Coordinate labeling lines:
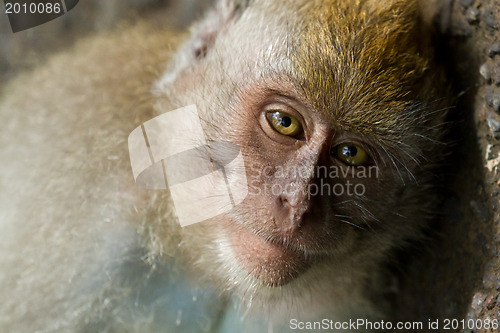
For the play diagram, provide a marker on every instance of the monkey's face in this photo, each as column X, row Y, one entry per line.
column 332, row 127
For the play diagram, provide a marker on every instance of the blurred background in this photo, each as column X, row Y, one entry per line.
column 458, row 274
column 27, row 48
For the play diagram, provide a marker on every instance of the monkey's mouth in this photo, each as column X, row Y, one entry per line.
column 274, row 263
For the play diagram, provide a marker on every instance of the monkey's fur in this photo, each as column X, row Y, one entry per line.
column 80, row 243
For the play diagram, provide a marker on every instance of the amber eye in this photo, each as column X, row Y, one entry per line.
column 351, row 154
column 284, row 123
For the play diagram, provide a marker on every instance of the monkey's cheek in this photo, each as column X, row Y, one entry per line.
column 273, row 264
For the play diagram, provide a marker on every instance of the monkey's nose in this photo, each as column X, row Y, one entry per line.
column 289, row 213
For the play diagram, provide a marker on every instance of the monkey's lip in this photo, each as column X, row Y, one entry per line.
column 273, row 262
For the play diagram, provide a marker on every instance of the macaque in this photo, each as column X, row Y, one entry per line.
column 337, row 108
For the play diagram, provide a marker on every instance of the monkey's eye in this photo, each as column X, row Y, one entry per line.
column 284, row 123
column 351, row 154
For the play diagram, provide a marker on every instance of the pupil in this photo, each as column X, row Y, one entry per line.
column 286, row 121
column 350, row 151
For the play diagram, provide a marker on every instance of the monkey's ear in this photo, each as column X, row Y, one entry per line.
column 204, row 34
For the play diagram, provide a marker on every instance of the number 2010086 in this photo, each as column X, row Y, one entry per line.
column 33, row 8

### STATED EXERCISE:
Rewrite all of the lines above, putting "game chart" wherever "play diagram" appears and keeping everything else the same. Leave the pictures out of your answer.

### CORRECT ANSWER:
For the game chart, provide a marker on every instance of the monkey's face in this photo, each as column X, row Y, one entry per line.
column 332, row 127
For the game chart, provide a marker on every instance of the blurred background in this photo, each as column X, row Y, one entry per line.
column 458, row 274
column 27, row 48
For the game chart, provide a marker on every instance of the monkey's mouth in this photo, each as column X, row Y, one entry per line.
column 274, row 263
For the game chart, provide a marker on every instance of the monkey's fur in this photo, each as column X, row Y, one entry per line.
column 80, row 243
For the game chart, provide a marker on every instance of the amber eye in this photo, each as column X, row Y, one entry per line.
column 351, row 154
column 284, row 123
For the game chart, provide a marker on every instance of the monkey's cheek in this photo, each as column X, row Y, one entry per line.
column 273, row 264
For the game chart, provide a marker on every instance of the monkey's nose in this photo, each as column X, row Y, one entry per line.
column 289, row 213
For the game chart, provide a marker on every instance of the monkey's lip in this photo, each as column X, row Y, one entry per line.
column 273, row 262
For the game chart, provide a marker on every instance of the macaque in this photo, each as column X, row Y, one entry per line.
column 337, row 108
For the game chart, provide a marker on every instance of the monkey's eye in this photo, each as column X, row Y, one entry per line.
column 284, row 123
column 351, row 154
For the game chart, provide a marker on every instance of the pupil in this photo, each as column X, row Y, one entry per line.
column 286, row 121
column 350, row 151
For the game chart, provide a marker on every instance of the monkey's ear in this photo, each as column X, row Y, one entry per line.
column 204, row 34
For the game chart, provide a marker on every instance of the number 2010086 in this photo, each as column X, row Y, one entry per line.
column 33, row 8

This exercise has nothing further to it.